## EXERCISE PASSAGE

Skip to main content
Login to LibApps


March Mammal Madness

Welcome!

heart shaped Earth with March Mammal Madness written around it.Welcome to March Mammal Madness! This library guide is your one-stop location for MMM info and resources to help you fill out your bracket. The Official March Mammal Madness site is Mammals Suck...Milk, Dr. Katie Hinde's blog, where she founded MMM in 2013. Each year, the tournament has become more popular, elaborate, educational, and fun.

Inspired by (but in no way affiliated with or representing) the NCAA College Basketball March Madness Championship Tournament, March Mammal Madness is an annual tournament of *simulated* combat competition among mammals. Scientific literature is cited to substantiate likely outcomes as a probabilistic function of the two species' attributes within the battle environment. Attributes considered in calculating battle outcome include temperament, weaponry, armor, body mass, running speed, fight style, physiology, and motivation.

Through the scientific information embedded in the bout descriptions, participants are educated about inter-species interactions, the importance of ecological context, how natural selection has shaped adaptations, and conservation management of endangered species.

Get Started!

## DATASET EXTRACT
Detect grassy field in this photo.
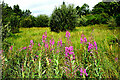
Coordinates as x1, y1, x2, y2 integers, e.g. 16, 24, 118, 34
4, 24, 120, 78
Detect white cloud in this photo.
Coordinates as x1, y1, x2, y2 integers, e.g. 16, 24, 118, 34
2, 0, 102, 16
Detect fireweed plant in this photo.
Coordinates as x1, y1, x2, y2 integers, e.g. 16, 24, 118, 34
0, 31, 102, 79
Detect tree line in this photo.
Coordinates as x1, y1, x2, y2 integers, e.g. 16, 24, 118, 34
1, 1, 120, 39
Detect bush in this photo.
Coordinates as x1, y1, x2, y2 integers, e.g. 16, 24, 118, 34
36, 15, 49, 27
10, 15, 20, 33
20, 16, 33, 28
86, 13, 109, 25
116, 14, 120, 26
107, 17, 117, 29
78, 16, 88, 26
50, 2, 77, 32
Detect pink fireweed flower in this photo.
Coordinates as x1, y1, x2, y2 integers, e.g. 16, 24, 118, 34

## INSTRUCTIONS TO FOLLOW
Continue the March Mammal Madness library guide from its last line, "Get Started!"

## THE ANSWER
  1. Get your bracket! (to be released Feb 28) Educators - request early materials on this request form!
  2. Pick your winners by March 9 for the Wild Card!
  3. Follow the action (See tournament schedule)
    1. Live on Twitter: Follow #2020MMM or @2020MMMletsgo - a curated twitter account that only includes bout tweets, not spectator trash talk. Teachers may also want to use #2020MMMk12 with their students for a more student-friendly twitter feed.
    2. Archived bouts at Mammals Suck...Milk (and here) daily after each match if you can't participate live.
    3. March Mammal Madness Facebook Page

Battle Outcome

How are the winners determined?

The organizers take information about each combatant's weaponry, armor, fight style, temperament/motivation, and any special skills/consideration and estimate a probability of the outcome and then use a random number generator to determine the outcome. This is why there are upsets in the tournament.

Another thing that can happen is if a species has to battle in an ecology that is really bad for it - for example, if a cold adapted species is battling in a tropical forest, it can dangerously overheat- changing the outcome probabilities. Sometimes an animal gets injured or snaps a canine in a previous round that carries over into the next round- just like an injury of a star player totally changes a basketball team's outcome. Also hiding or running away counts as a forfeit.

In the early rounds the battle location is in the preferred habitat of the better-ranked combatant in the battle, and ecology can play a huge role in what happens. Once to the Elite Trait, the battle location is random among 4 ecologies for the remaining battles. The location is announced right before the battle.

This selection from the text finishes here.